» ASSIGNED TASK 1: From the comment thread, reproduce the passage that begins at the words "2. Sophie Wrobel" and stop after "the new habitat.".
» ASSIGNED TASK 2: According to the comment thread, why did Rekha Rao think the mushrooms should first be introduced in a controlled environment such as landfills? Answer in one to three sentences.
» ASSIGNED TASK 3: In the comment thread, what exotic tree from Australia does Patrick J. Steed name as introduced into South Florida?

EXTRACT Block Start


    There's a cold place in hell for the soulless executives at these companies.  

  2. Sophie Wrobel

    +Rekha Rao I'm not sure – probably not. It might be interesting to check if there have been any studies done on the ivy, as the reference I found was a single short description from an ancient text (in Latin, if that dates it for you!).

  3. Rekha Rao

    I did think in the same lines as what +Dave Howell said above. I know there are many incidents where the introduced species created havoc on the new habitat.
    But when I read that article, it said that mushrooms eat plastic "alone". That is why I thought, first introduce it in a *controlled environment* like the landfills and waste-management-facility.
    We definitely need enzyme processing though.
    +Sophie Wrobel , does that ivy eat plastic alone ? Otherwise, it would be a problem later.

    +Patrick Steed , whoever patented it already (2 years ago ?) had the exact thought as you mentioned. Patenting has become a business rather than protecting intellectual property.

  4. Patrick J. Steed

    +David Howell has a point though. When you introduce an exotic species like Maleluca trees (from Australia) into South Florida or Asian Grass Carp then you can have a serious problem. Invasive species Kudzu, air potatoes, etc are just some examples of things getting out of control and reeking havoc on an ecosystem.

  5. Sophie Wrobel

    +Dave Howell I agree that we need to slow plastic production as the root cause of the issue – but that doesn't solve the problem of eliminating the existing plastics. I suspect this is also why the enzyme would be much more valuable than mass-planting landfills with foreign fauna.

  6. Patrick J. Steed

    +Rekha Rao I think they'd rather not plant the two natural species in landfills to gobble plastic because some company or group of people is too busy trying to make it more effective, patent it, charge a ton of money and sue if anybody somehow gets the mushrooms (in this case). Hmmm….Monsanto and their soybeans come to mind.

  7. Dave Howell

    Be careful… Be VERY careful… Florida is over run with unnatural species of plants and animals introduced over the years to cure "problems" with the environment…  Trees to dry up swamps; Fish to eat   unwanted aquatic growth; animals and birds to deal with unwanted animals and insects… Most of these newly introduced species caused far more problems than the original "problem". Not mentioned above are the myriads of chemicals introduced for insect control and fertilizers. Better to slow the production of plastics than to introduce some "Magic Mushroom species" that could wreak havoc in other ways.

EXTRACT Block End
DATA Block Start

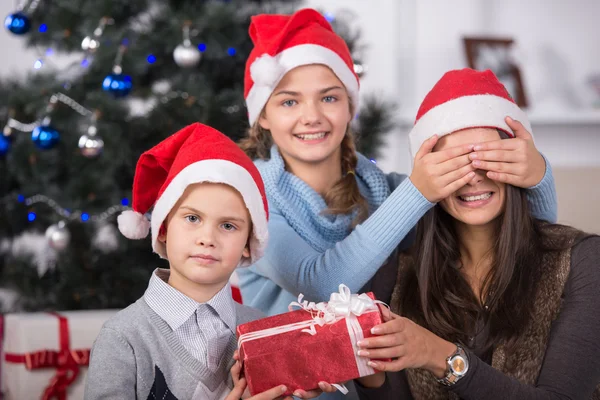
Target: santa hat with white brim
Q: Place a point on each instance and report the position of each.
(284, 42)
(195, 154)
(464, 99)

DATA Block End
DATA Block Start

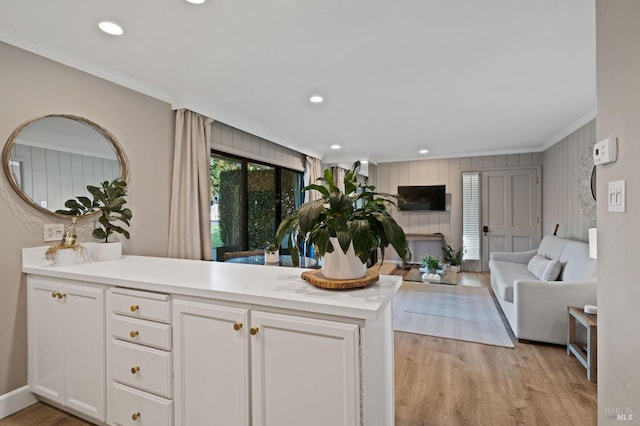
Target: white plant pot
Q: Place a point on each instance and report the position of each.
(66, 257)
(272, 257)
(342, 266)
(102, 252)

DATA Block End
DATA Block Start

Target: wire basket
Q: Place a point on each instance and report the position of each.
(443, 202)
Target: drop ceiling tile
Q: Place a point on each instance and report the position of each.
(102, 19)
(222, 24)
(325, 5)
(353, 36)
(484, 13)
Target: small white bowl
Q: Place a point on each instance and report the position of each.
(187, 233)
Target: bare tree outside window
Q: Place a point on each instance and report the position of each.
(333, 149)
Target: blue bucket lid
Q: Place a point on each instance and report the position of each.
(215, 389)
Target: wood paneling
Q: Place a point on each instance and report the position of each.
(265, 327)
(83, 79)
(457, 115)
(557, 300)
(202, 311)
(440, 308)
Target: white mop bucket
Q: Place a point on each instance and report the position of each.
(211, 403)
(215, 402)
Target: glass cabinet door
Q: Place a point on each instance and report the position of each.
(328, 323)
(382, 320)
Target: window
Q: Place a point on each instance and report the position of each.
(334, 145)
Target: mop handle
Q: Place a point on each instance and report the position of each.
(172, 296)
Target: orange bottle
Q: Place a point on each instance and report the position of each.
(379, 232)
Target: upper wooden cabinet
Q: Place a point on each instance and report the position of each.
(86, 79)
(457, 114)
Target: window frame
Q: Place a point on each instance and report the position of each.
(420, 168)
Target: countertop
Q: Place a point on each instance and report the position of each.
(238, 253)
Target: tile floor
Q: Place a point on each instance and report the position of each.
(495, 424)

DATA Block End

» RESULT 1:
2. Sophie Wrobel

    +Rekha Rao I'm not sure – probably not. It might be interesting to check if there have been any studies done on the ivy, as the reference I found was a single short description from an ancient text (in Latin, if that dates it for you!).

  3. Rekha Rao

    I did think in the same lines as what +Dave Howell said above. I know there are many incidents where the introduced species created havoc on the new habitat.

» RESULT 2: The article she read said that the mushrooms eat plastic "alone." Because of that, she thought they should first be introduced in a controlled environment like landfills and waste-management facilities.

» RESULT 3: Maleluca trees.